_Text passage:_
☆ ☆ ☆ ☆ ☆ ☆ ☆

Is that where you were going with it?
R: Very much so, though you hit on points I hadn’t considered. (Particularly the relation of baby-making to the shame of that era’s foray into AIDS-scare discourse).
I suppose I found it very odd that fertility itself is the end-game. In a film universe like Blade Runner, so consumed by questions of human-ness and its ambiguity — which is just to say, in some ways, sexuality — it seems a deeply reactionary element to guide a Revolution, particularly one founded on hybridity. The existential questions K. grapples with and dies for — also, can we just briefly mention that his name is effectively Josef K.? Ok, that’s done, moving on — don’t seem like they’d be resolved by a Children of Men-style salvational infant in the techno-manger. I do agree with Todd van der Werff that Villeneuve and Fancher cleverly dodged one bullet on the Chosen One narrative, but it seems like they just jumped in front of another one instead.

☆ ☆ ☆ ☆ ☆ ☆ ☆

[Records]
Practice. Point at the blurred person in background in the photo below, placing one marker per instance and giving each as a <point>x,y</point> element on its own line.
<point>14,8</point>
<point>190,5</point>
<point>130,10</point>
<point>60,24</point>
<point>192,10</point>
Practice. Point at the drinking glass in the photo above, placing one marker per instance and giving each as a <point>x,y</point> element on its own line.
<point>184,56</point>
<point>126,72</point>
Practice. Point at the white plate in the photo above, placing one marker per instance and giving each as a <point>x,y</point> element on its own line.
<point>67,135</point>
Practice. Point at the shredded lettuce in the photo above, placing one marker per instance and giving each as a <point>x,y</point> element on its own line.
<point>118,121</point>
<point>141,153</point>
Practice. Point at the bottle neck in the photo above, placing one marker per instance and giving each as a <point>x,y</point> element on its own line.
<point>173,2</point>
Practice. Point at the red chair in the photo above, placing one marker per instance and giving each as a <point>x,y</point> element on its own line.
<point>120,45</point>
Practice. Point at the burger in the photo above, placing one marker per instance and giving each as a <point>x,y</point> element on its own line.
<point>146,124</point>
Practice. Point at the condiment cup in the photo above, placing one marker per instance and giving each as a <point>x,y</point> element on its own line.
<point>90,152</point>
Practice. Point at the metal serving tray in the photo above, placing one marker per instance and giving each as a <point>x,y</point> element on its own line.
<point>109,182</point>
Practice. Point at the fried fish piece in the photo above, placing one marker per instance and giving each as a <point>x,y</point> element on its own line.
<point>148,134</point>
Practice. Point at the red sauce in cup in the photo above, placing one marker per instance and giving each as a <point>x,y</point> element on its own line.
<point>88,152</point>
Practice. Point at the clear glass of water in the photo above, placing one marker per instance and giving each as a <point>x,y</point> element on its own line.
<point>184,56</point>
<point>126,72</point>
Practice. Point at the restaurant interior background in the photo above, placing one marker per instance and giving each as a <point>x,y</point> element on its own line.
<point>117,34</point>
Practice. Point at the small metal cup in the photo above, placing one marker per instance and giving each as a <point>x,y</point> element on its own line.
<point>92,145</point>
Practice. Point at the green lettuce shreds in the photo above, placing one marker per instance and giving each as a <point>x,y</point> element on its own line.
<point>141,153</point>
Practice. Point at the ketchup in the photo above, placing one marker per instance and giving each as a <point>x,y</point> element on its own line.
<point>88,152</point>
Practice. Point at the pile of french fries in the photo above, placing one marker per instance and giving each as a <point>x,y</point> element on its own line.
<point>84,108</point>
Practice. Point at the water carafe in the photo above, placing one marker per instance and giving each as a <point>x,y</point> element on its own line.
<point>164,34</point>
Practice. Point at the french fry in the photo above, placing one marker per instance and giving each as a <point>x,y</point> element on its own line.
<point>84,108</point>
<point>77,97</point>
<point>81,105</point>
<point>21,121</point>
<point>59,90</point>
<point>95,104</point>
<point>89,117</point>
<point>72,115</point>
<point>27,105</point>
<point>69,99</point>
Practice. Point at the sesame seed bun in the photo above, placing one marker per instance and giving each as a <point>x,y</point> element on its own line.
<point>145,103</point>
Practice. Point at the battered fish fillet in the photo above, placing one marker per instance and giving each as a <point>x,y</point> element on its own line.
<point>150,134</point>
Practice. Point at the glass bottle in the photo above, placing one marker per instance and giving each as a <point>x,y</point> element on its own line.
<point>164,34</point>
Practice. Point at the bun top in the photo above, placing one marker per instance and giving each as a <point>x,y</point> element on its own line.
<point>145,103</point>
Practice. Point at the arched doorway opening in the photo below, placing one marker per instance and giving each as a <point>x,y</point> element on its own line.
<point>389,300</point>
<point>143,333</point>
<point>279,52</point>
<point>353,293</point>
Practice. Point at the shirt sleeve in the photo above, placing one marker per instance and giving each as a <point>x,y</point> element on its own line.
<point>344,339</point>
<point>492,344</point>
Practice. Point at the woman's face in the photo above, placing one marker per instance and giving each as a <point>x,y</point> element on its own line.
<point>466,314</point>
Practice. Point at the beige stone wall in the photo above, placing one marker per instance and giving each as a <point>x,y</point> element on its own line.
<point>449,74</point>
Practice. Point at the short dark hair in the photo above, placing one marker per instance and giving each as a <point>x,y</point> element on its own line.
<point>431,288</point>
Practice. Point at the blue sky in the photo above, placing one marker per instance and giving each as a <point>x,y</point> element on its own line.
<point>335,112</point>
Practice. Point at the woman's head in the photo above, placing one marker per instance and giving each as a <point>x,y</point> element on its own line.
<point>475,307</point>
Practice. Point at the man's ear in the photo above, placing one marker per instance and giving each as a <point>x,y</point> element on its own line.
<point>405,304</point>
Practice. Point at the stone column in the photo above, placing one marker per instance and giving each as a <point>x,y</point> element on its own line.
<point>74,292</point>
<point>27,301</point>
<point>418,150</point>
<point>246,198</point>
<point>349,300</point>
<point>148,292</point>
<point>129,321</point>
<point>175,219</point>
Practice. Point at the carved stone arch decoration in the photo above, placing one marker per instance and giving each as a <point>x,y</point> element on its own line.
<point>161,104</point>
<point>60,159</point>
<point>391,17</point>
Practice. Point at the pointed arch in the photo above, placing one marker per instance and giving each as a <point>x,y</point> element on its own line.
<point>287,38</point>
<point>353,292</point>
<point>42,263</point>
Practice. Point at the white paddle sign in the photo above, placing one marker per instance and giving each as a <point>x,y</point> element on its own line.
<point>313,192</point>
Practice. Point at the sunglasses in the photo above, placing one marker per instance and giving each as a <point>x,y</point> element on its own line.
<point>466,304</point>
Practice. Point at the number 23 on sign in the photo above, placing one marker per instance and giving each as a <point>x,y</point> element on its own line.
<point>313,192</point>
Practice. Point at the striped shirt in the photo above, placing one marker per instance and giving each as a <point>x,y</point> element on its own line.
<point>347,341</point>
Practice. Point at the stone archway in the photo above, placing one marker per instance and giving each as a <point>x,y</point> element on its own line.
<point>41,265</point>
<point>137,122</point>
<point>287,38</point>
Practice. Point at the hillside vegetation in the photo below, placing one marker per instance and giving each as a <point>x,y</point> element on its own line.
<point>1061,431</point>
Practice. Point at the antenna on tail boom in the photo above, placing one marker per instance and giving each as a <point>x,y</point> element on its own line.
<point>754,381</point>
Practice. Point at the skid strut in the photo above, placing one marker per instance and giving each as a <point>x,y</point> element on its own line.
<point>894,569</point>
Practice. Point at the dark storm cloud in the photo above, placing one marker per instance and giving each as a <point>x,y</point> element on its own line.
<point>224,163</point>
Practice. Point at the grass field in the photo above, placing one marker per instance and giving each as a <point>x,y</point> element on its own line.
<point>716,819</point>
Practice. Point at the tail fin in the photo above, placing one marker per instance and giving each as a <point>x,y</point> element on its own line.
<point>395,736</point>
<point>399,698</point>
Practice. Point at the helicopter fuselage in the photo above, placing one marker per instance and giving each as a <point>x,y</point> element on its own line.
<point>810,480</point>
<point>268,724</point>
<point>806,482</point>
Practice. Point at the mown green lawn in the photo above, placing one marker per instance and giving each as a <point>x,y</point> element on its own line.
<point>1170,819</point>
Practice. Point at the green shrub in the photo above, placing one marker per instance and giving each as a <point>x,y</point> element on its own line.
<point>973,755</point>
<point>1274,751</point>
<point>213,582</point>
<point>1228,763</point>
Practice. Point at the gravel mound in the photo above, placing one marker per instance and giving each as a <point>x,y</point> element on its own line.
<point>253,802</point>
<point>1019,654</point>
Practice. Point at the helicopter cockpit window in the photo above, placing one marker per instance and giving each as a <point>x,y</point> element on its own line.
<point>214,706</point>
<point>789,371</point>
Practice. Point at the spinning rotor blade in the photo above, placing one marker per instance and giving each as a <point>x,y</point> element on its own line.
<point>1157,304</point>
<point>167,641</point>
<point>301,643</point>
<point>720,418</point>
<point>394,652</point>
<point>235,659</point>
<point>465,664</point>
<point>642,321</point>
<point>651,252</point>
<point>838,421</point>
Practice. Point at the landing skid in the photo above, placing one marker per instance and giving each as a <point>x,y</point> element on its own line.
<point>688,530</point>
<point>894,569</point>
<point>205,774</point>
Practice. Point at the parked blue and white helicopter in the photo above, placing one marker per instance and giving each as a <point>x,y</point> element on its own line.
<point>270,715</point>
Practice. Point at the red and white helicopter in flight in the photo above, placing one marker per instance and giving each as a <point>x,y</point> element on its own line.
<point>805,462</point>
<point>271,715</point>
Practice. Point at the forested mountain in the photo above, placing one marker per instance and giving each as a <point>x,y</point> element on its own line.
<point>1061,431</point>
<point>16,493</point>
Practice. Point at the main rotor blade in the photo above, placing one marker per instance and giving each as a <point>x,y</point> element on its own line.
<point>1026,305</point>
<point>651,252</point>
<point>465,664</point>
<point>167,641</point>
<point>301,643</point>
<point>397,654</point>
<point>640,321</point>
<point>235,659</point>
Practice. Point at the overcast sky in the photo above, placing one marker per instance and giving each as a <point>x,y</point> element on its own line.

☆ ☆ ☆ ☆ ☆ ☆ ☆

_Written tasks:_
**A)** In the Blade Runner discussion, which critic does R agree with about Villeneuve and Fancher dodging the Chosen One narrative?
**B)** Rewrite the part of the Blade Runner discussion that opens with the words "I suppose I" and closes with "another one instead.", changing "Revolution" to "Rebellion".

_Solutions in order:_
**A)** Todd van der Werff

**B)**
I suppose I found it very odd that fertility itself is the end-game. In a film universe like Blade Runner, so consumed by questions of human-ness and its ambiguity — which is just to say, in some ways, sexuality — it seems a deeply reactionary element to guide a Rebellion, particularly one founded on hybridity. The existential questions K. grapples with and dies for — also, can we just briefly mention that his name is effectively Josef K.? Ok, that’s done, moving on — don’t seem like they’d be resolved by a Children of Men-style salvational infant in the techno-manger. I do agree with Todd van der Werff that Villeneuve and Fancher cleverly dodged one bullet on the Chosen One narrative, but it seems like they just jumped in front of another one instead.